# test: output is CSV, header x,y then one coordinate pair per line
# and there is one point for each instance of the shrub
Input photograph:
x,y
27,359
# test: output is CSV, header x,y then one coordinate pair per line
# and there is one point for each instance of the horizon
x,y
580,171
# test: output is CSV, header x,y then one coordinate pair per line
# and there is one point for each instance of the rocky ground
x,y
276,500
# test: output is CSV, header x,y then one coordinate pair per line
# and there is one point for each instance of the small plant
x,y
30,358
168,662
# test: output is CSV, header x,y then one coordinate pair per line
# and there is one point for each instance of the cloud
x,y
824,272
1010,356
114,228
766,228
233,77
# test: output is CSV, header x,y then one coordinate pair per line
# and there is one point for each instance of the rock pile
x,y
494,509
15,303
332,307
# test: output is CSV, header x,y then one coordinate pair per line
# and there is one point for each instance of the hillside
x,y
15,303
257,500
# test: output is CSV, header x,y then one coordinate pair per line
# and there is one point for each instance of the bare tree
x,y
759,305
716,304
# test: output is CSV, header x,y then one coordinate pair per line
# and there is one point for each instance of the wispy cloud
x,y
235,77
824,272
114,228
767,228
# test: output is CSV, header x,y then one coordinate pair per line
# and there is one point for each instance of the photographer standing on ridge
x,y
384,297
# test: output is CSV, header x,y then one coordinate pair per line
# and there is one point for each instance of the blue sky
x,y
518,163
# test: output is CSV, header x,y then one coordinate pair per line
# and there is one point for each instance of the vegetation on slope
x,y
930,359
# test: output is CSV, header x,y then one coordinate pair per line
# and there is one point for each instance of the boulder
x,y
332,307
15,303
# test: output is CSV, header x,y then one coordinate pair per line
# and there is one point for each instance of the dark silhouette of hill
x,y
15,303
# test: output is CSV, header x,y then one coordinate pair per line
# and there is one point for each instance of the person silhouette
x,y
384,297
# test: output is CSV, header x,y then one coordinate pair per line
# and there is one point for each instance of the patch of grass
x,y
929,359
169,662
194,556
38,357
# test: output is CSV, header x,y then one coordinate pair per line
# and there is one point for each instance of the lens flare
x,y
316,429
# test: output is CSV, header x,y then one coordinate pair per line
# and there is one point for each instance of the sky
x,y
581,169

───

Stated task
Output each entry precisely as given.

Response to the exercise
# test: output is CSV, header x,y then one coordinate pair per line
# and there is one point for each instance of the shrub
Input photograph:
x,y
27,359
# test: output is CSV, header x,y then one coordinate pair per line
# and there is one point for each instance of the horizon
x,y
580,171
# test: output is CSV, header x,y then one coordinate pair per line
# and there is one point for each instance of the rocky ground
x,y
276,500
# test: output is CSV, header x,y then one coordinate pair per line
# and there is one point for each instance of the small plant
x,y
30,358
168,662
# test: output is CSV, header x,y then one coordinate pair per line
# and there is one point for each instance of the cloud
x,y
824,272
1010,356
114,228
766,228
233,77
# test: output is CSV, header x,y then one coordinate pair per line
# and there is one point for each instance of the rock pile
x,y
494,509
15,303
332,307
# test: output is CSV, header x,y then one coordinate pair per line
# and there is one point for each instance of the hillside
x,y
15,303
257,500
# test: output is CSV, header x,y then one coordinate pair per line
# and there is one point for each instance of the bare tree
x,y
759,305
716,304
# test: output is CSV, header x,y then one coordinate pair per line
# and there is one point for each instance of the wispy cloud
x,y
235,77
824,272
114,228
767,228
# test: output is CSV, header x,y then one coordinate pair per line
# and there is one point for each instance of the photographer standing on ridge
x,y
384,297
# test: output is CSV, header x,y then one coordinate pair per line
# and there is one point for each instance of the blue sky
x,y
518,163
# test: output is CSV, header x,y then one coordinate pair per line
# and there is one point for each instance of the vegetation on slope
x,y
930,359
# test: output is CSV, header x,y then one coordinate pair per line
# and there is one point for each instance of the boulder
x,y
332,307
15,303
# test: output is CSV, header x,y then one coordinate pair per line
# and there is one point for each instance of the dark silhouette of hill
x,y
15,303
# test: output is CSV, header x,y then one coordinate pair per line
# and there is one point for each instance of the person silhouette
x,y
384,297
# test: output is CSV, header x,y then one coordinate pair per line
# and there is one point for each instance of the patch of grass
x,y
929,359
169,662
194,556
38,357
# test: output is CSV, header x,y then one coordinate pair per line
# and there is one point for each instance of the lens flare
x,y
316,429
# test: output is CSV, header x,y then one coordinate pair per line
# and there is one point for each instance of the sky
x,y
581,169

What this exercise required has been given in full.